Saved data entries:
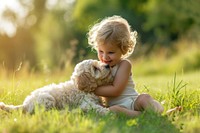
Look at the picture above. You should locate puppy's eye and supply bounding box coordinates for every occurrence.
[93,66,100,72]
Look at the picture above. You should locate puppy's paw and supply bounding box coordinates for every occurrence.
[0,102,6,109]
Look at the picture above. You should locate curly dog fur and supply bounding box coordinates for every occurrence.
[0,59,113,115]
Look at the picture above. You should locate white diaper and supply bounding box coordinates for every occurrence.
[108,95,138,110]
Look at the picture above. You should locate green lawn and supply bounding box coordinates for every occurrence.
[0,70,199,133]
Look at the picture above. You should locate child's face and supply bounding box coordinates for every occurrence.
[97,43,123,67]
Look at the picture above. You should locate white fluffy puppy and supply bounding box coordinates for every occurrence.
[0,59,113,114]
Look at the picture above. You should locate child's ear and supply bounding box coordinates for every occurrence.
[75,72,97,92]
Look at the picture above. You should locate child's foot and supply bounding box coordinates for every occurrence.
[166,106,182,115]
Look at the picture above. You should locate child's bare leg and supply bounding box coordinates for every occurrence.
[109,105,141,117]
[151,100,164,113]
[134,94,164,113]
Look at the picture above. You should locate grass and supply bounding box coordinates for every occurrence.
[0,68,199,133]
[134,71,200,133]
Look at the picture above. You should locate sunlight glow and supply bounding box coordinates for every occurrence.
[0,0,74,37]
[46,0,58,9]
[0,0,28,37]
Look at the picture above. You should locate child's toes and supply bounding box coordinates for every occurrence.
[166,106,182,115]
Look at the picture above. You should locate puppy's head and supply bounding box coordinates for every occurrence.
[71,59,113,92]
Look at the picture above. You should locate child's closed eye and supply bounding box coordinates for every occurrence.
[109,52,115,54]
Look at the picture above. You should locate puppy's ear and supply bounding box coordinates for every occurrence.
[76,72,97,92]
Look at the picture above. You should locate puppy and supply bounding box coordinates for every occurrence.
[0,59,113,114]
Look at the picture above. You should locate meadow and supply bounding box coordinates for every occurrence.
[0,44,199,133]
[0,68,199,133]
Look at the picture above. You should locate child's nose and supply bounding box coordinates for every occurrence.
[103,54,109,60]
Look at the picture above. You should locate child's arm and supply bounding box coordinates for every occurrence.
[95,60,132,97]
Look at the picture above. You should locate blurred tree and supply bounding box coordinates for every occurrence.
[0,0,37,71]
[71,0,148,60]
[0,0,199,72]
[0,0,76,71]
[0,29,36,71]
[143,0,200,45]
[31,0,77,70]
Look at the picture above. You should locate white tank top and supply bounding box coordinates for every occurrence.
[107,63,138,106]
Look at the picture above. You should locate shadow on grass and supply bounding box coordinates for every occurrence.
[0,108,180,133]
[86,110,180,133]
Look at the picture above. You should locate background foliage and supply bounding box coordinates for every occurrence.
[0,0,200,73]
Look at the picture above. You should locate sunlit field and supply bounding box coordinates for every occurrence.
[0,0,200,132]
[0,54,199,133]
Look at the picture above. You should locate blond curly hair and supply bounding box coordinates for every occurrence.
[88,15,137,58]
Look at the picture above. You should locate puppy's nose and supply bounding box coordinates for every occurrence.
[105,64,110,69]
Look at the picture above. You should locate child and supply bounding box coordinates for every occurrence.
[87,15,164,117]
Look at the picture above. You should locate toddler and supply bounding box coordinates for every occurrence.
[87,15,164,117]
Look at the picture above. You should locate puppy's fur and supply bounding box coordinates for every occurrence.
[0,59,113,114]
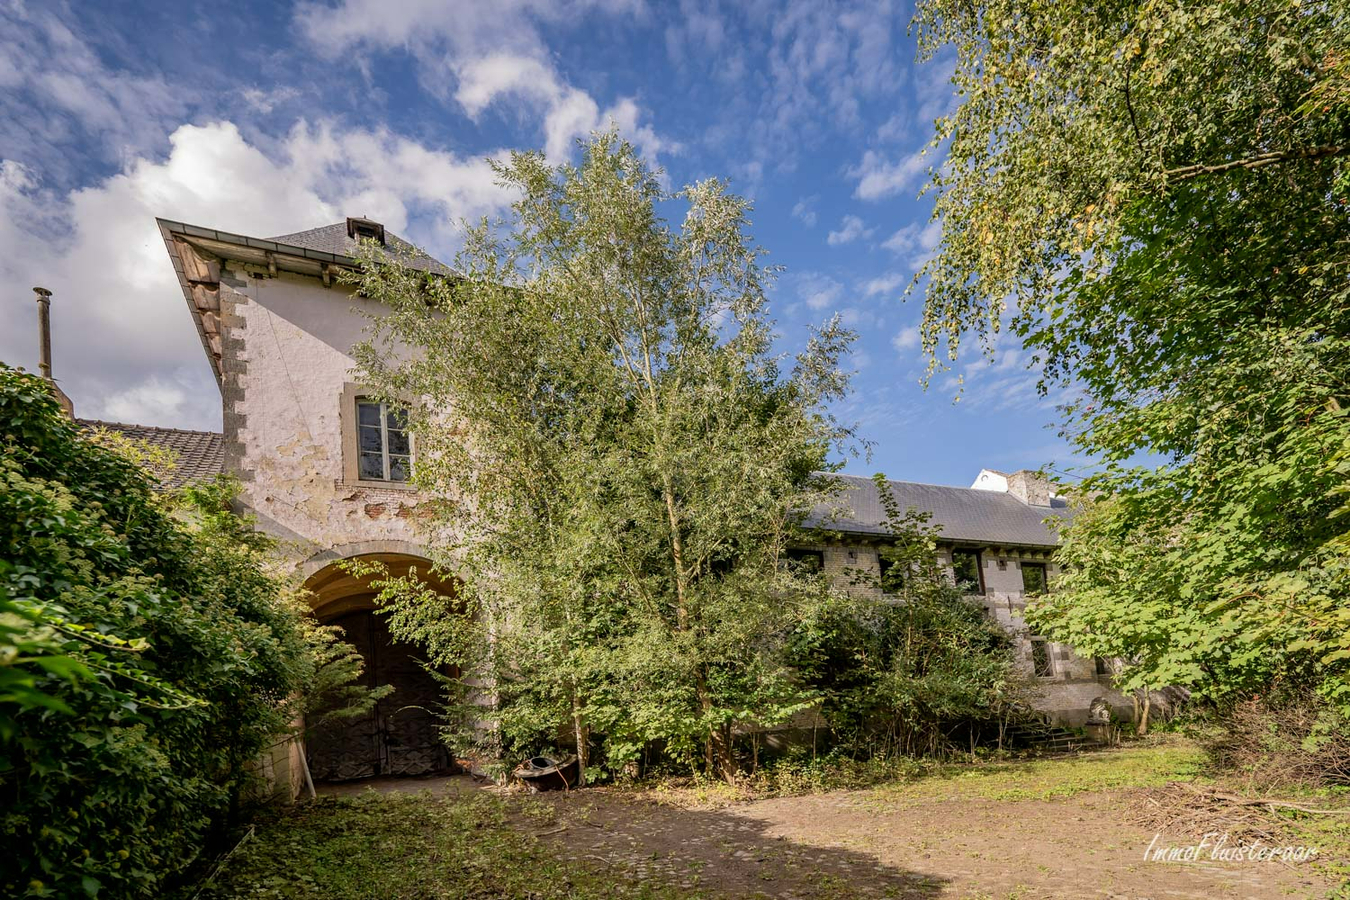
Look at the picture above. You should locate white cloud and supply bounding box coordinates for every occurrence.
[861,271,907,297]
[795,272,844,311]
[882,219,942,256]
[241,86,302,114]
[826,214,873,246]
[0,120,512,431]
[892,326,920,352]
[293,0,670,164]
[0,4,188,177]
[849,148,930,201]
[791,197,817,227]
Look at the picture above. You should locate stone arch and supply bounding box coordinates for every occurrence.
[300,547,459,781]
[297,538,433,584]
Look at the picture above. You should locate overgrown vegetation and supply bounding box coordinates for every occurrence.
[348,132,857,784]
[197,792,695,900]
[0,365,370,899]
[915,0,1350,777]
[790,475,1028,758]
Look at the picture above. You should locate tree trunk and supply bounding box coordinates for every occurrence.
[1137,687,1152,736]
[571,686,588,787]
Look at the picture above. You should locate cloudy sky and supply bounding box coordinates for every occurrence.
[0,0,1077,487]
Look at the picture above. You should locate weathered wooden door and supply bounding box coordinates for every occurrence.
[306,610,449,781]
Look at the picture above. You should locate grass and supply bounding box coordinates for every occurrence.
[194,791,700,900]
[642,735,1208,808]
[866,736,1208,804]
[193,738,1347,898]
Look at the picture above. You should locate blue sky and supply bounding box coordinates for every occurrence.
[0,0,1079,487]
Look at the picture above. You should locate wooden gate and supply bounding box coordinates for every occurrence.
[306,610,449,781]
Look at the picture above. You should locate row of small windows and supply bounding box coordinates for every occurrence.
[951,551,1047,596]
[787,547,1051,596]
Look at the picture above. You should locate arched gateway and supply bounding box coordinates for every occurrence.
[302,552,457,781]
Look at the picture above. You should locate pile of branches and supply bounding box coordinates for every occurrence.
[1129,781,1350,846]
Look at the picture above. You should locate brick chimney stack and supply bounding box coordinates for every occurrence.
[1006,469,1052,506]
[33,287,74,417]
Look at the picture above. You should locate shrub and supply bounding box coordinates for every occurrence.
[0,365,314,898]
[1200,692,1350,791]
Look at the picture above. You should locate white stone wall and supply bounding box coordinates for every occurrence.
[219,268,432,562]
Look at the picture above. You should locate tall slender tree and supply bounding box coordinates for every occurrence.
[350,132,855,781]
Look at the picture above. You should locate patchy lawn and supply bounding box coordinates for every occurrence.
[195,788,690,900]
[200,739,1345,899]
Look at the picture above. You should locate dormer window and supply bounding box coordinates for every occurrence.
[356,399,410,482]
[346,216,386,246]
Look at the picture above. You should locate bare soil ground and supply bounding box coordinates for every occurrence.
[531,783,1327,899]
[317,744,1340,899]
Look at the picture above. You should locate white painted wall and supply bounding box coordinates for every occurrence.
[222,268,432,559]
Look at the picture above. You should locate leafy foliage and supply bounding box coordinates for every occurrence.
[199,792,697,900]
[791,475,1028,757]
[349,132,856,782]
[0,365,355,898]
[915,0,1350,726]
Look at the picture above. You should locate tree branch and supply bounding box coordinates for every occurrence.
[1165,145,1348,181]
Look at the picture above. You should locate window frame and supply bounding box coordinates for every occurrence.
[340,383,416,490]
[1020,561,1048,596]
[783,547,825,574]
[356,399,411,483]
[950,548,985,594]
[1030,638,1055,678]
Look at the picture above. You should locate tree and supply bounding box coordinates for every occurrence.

### EXERCISE INSTRUCTIONS
All entries above are to be restated exactly, with every image omitted.

### RESPONSE AREA
Look at the picture above. You should locate puppy's eye and supply bounding box coordinates for every occurrence.
[93,66,100,72]
Look at the picture above. You should locate puppy's paw and supply bounding box coordinates for every occurrence.
[0,102,6,109]
Look at the picture above. You should locate curly dog fur and supply bounding box coordinates for every occurrence.
[0,59,113,115]
Look at the picture above. You should locate white diaper and supply bounding box coordinates for every occurrence.
[108,95,138,110]
Look at the picture above. You should locate green lawn and supply bounding box coordinates for every occurrence.
[0,70,199,133]
Look at the picture above. You should locate child's face and supply bounding box coordinates for every occurrence.
[97,43,123,67]
Look at the picture above. You should locate white fluffy puppy and supply bounding box coordinates for every occurrence.
[0,59,113,114]
Look at the picture above. You should locate child's ear and supply bounding box coordinates for every occurrence.
[75,72,97,92]
Look at the picture above. You should locate child's foot and supply bounding box coordinates for every occurrence.
[166,106,182,115]
Look at the picture above. You should locate child's bare leg and supply bounding box coordinates for every occurrence.
[109,105,141,117]
[151,100,164,113]
[134,94,164,113]
Look at the picture above. You should locate grass and supply bounding box coordinates for every occurrence.
[0,68,199,133]
[134,71,200,133]
Look at the picture above. You should locate sunlight glow and supply bounding box coordinates for every occurrence.
[0,0,74,37]
[46,0,58,9]
[0,0,28,37]
Look at the picture above. You should locate child's toes and supply bounding box coordinates for every occurrence.
[166,106,182,115]
Look at the picture above. You should locate puppy's head and supply bounding box coordinates for every occurrence.
[71,59,113,92]
Look at the picture above. You should locate child's closed eye and supply bounding box coordinates for every occurrence.
[109,52,115,54]
Look at the picture above. You should locate puppy's ear and supply bounding box coordinates for every occurrence.
[76,72,97,92]
Look at the picture above. You should locate puppy and supply bounding box coordinates for every occurrence.
[0,59,113,114]
Look at the picture above. You should locate meadow and supply bounding box coordinates for every occurrence.
[0,44,199,133]
[0,68,199,133]
Look at the picture above. You should locate child's nose and supply bounding box coordinates for every occurrence.
[103,54,109,60]
Look at the picture above. You should locate child's arm and supply bounding box coordinates for every occurrence.
[95,60,132,97]
Look at the picture above. You should locate blurred tree and supply bounding box coordinates for every occurrence.
[0,0,37,71]
[71,0,148,60]
[0,0,199,72]
[0,0,76,71]
[0,29,36,71]
[143,0,200,45]
[31,0,77,70]
Look at the picture above. You should locate white tank top and supply bounding box coordinates for every occurrence.
[107,63,138,106]
Look at the picture above. You should locate shadow on grass and supply bounding box coordinates for every occurrence.
[0,108,180,133]
[86,110,180,133]
Look at the picture above. You should locate background foliage and supply bounding box coordinates for every occurrence.
[0,0,200,73]
Look at the picture above. You should locate sunlit field and supply bounding box coordinates for every occurrence.
[0,0,200,132]
[0,54,199,133]
Look at the picture above. You should locate blond curly hair and supply bounding box coordinates for every occurrence.
[88,15,137,58]
Look at the picture above. You should locate puppy's nose and supply bounding box coordinates for every occurrence.
[105,64,110,69]
Look at the picture above. You should locate child and supply bounding box coordinates for every occurrence.
[87,15,164,117]
Look at the picture above. You should locate toddler and supply bounding box coordinates for every occurrence.
[87,15,164,117]
Look at the picture above. You should locate puppy's fur and supply bounding box coordinates for every occurrence.
[0,59,113,114]
Look at the picture above. You should locate white cloud and supply bounding box coordinates for every occurrence.
[861,271,907,297]
[795,272,844,311]
[882,219,942,256]
[241,86,302,114]
[826,214,873,246]
[0,120,512,431]
[892,326,920,352]
[293,0,670,164]
[0,4,188,177]
[849,148,930,201]
[791,197,817,227]
Look at the picture above. You should locate stone arch and supply bounding box coordinates for every occurrence.
[300,547,459,781]
[297,538,433,584]
Look at the picture above. You should locate overgrown vegetation and supply bounding box coordinates for every occurrence.
[348,132,857,784]
[197,792,695,900]
[0,365,370,899]
[915,0,1350,777]
[790,475,1028,758]
Look at the picture above. You should locate tree trunk and supply bounding box coordinates for every occurrence.
[1137,687,1152,736]
[571,686,588,787]
Look at the picture above. You should locate cloudy sky and supply bounding box coordinates for every occurrence.
[0,0,1077,487]
Look at the picture above. You should locate weathered wooden door and supply bounding box coordinates for every occurrence.
[306,610,449,781]
Look at the picture above. You should locate grass and supply bounding box coordinates for every occurrence.
[194,791,700,900]
[642,735,1208,808]
[866,736,1208,804]
[193,738,1347,898]
Look at the picture above. You should locate blue sky and supply bounding box coordinates for every occurrence.
[0,0,1079,487]
Look at the picture above. You should locate wooden gate and supply bounding box coordinates for every occurrence.
[306,610,449,781]
Look at the picture above. You should locate row of small windows and supply bounding box coordinates for every occurrence.
[951,551,1047,596]
[787,547,1051,596]
Look at the picture above. You should locate arched gateway and supply bounding box coordinates for every occurrence.
[302,552,457,781]
Look at the picture above. You should locate pile of branches and supply bounding box coordinates for every occurrence.
[1129,781,1350,846]
Look at the picture above. You should locate brick chimney stack and supply bounding box coordinates for every occurrence.
[1006,469,1052,506]
[33,287,74,417]
Look at the picture above. You should locate shrub and supply bounding box coordinates for every occurrence.
[0,365,314,898]
[1200,692,1350,791]
Look at the picture above. You should locate white stone wall and supply bounding box coordinates for every occurrence.
[219,268,432,562]
Look at the picture above. You should locate tall slender tree and supply bounding box coordinates for every occurrence.
[350,132,855,781]
Look at the picture above. You should locate patchy lawn and supply bounding box coordinates for every occurrence.
[195,788,690,900]
[200,739,1345,899]
Look at the picture above. You should locate dormer window and supply bounding box coordinates for every occurrence.
[356,399,410,482]
[346,216,386,246]
Look at the picture above. You should locate bare soil ground and supply bounding box coordinates for every occurrence.
[531,783,1327,899]
[317,744,1340,899]
Look at the picture above. You should locate white painted wall and supply bounding box coordinates for every occurrence.
[222,268,432,559]
Look at the picture above. You should locate leafy foliage and supply bounding box coordinates for every occurrence.
[199,792,697,900]
[791,475,1028,757]
[349,132,856,782]
[0,365,355,898]
[915,0,1350,726]
Look at the picture above. You should locate tree branch and supply bounding box coordinates for every occurrence.
[1165,145,1348,181]
Look at the picture above. You should locate window frame and supply bounding box coordinates for every occurrence.
[340,383,416,490]
[1020,561,1048,596]
[783,547,825,574]
[356,399,411,483]
[950,548,985,594]
[1030,638,1055,678]
Look at the picture above. You should locate tree and supply bounding box coordinates for every occurrence.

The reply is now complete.